Image region labeling entries:
-- -- --
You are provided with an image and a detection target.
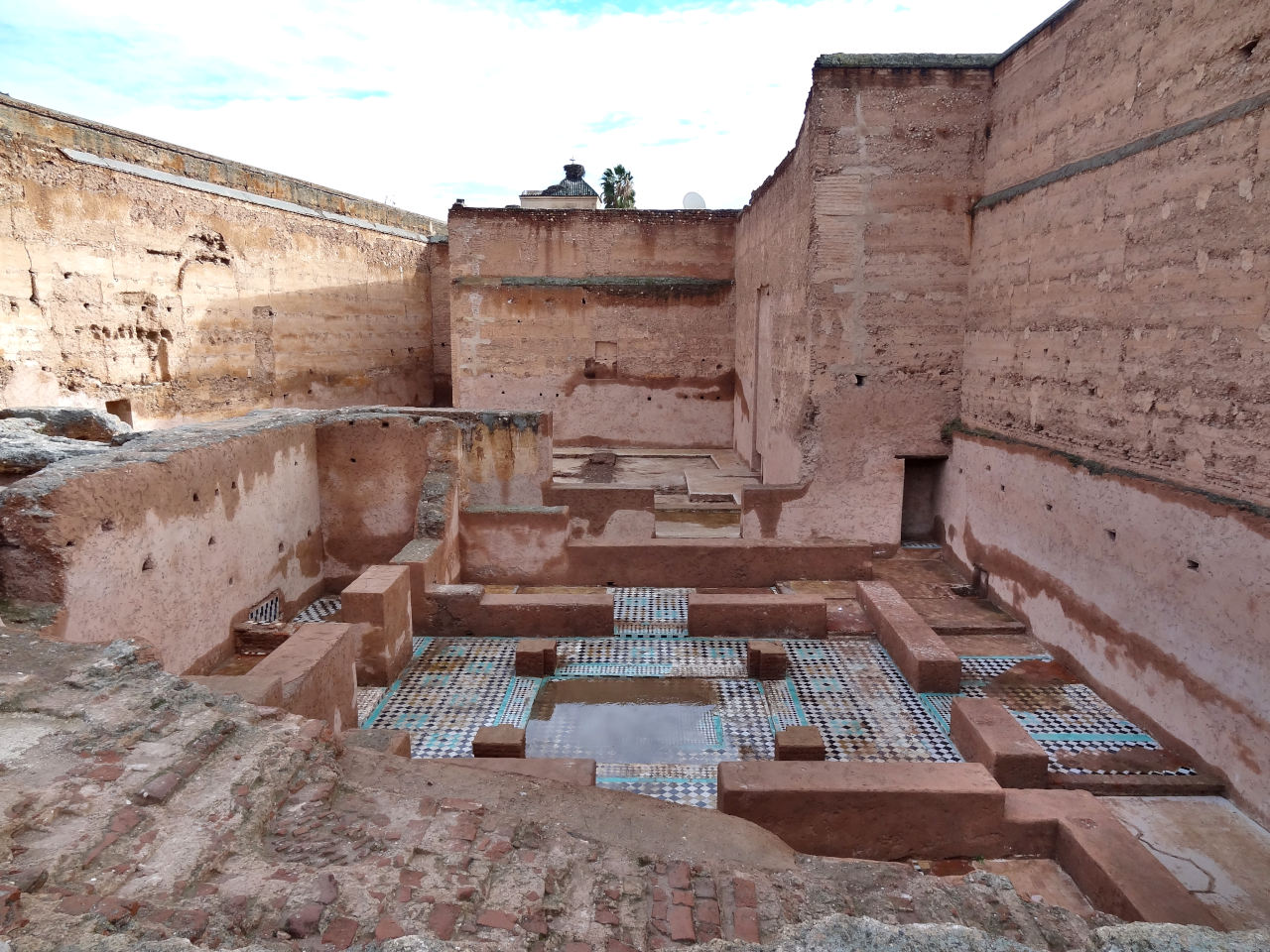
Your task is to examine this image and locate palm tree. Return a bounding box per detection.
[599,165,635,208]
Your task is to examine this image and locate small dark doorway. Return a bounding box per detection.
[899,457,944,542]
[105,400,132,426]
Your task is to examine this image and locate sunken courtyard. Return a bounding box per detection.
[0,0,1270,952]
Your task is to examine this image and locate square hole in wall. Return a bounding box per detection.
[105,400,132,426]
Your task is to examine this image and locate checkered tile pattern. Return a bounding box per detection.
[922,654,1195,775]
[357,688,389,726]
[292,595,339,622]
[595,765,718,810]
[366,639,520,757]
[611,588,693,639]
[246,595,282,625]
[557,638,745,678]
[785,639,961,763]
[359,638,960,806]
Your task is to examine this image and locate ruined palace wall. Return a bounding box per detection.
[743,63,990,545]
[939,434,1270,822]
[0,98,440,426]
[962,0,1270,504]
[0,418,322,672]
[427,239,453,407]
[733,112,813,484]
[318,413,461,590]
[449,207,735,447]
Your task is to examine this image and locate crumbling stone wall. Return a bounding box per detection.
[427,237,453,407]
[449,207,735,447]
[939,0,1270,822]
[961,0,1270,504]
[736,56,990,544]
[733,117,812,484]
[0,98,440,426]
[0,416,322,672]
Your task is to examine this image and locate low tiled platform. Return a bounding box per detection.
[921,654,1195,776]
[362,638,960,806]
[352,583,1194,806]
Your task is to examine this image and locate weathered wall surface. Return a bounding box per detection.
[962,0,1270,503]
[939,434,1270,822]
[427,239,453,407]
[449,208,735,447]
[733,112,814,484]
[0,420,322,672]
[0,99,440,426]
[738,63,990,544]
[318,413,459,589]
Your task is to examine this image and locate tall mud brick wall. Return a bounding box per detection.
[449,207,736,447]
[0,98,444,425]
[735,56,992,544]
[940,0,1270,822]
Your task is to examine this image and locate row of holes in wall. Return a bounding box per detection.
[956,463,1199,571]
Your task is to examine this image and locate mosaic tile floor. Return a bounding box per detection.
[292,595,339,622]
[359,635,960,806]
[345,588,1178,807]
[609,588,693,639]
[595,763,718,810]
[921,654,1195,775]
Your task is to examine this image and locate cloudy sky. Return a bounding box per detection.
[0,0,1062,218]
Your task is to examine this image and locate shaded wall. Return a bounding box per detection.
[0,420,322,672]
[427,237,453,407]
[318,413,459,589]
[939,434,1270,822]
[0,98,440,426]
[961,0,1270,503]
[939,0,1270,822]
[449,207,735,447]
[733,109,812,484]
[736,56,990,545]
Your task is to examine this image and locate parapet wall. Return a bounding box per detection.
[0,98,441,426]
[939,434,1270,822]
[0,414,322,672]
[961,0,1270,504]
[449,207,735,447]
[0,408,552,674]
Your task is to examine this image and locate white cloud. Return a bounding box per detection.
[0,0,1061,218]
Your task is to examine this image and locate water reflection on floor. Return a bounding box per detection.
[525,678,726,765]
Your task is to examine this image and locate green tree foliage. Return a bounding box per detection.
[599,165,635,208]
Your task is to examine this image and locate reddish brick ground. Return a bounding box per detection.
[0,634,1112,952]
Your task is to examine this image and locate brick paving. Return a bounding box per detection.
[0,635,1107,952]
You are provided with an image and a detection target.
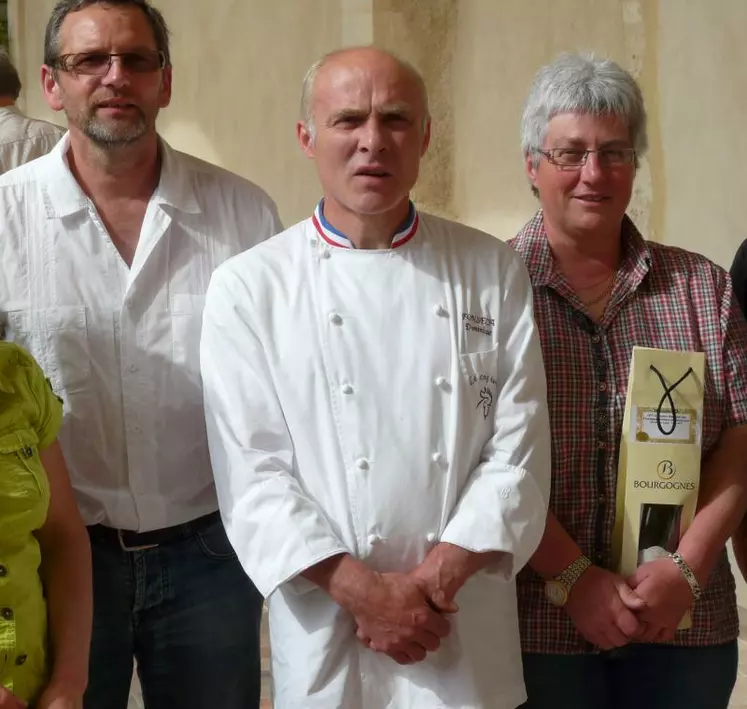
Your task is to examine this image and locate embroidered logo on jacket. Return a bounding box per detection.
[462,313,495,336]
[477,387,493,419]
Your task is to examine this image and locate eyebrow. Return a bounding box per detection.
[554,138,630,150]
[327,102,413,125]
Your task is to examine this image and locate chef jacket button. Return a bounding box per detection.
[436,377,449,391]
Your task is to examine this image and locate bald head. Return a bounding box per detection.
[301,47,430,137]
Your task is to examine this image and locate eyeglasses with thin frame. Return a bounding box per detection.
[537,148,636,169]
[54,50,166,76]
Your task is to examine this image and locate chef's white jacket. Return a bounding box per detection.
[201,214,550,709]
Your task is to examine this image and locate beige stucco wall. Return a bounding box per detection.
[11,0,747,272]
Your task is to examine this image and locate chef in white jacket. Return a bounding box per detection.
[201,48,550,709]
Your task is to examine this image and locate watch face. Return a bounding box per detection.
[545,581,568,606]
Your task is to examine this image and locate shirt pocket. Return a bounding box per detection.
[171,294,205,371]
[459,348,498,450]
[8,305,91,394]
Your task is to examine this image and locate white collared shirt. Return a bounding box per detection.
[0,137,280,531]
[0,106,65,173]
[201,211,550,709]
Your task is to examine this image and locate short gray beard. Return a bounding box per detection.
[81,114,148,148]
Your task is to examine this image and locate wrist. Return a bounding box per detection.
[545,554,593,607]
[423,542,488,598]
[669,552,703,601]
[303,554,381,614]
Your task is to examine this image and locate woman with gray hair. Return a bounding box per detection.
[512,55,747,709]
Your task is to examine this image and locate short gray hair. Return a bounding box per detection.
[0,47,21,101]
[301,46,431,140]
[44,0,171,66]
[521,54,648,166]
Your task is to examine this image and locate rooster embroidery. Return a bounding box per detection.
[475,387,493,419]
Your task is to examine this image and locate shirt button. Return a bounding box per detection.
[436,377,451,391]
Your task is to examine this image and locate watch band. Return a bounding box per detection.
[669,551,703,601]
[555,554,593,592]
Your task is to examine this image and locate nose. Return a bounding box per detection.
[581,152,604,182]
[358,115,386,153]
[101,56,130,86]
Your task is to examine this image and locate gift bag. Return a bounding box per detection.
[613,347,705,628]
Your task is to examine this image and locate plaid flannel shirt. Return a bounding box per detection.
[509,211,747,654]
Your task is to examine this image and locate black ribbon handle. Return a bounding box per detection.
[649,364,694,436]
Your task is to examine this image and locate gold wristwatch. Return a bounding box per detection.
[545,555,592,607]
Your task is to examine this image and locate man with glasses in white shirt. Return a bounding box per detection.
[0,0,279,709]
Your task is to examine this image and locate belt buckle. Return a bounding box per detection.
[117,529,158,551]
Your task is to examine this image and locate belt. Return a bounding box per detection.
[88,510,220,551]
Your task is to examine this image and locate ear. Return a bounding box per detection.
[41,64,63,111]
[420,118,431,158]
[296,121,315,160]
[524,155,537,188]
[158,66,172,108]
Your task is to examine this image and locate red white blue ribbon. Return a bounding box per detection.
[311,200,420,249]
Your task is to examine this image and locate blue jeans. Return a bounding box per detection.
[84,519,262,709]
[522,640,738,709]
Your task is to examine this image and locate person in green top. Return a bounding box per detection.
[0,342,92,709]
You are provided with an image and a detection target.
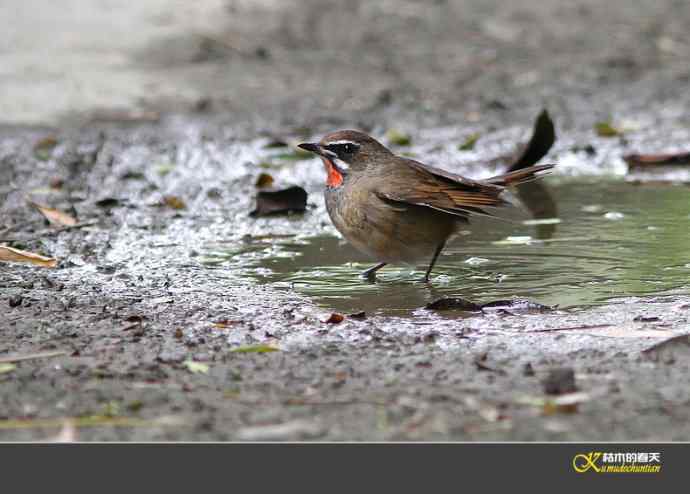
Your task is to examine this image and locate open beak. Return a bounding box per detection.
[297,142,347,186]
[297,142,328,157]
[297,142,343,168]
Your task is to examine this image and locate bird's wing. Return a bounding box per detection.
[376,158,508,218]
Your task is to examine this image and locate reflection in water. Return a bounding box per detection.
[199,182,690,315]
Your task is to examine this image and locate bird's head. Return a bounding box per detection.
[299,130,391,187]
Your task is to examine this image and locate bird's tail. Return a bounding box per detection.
-- -- --
**EXERCISE:**
Show every line of the listing above that contains the word "gray", treating uppercase and lowercase as distinct.

**FULL RESPONSE:**
Your task is to examine this image and locate short gray beard. Return a bounding box per detection.
Your task is to examine this image and locate woman with gray hair. Return a bounding box per detection.
Your task is to examine this image and locate short gray hair. Return a bounding box per detection.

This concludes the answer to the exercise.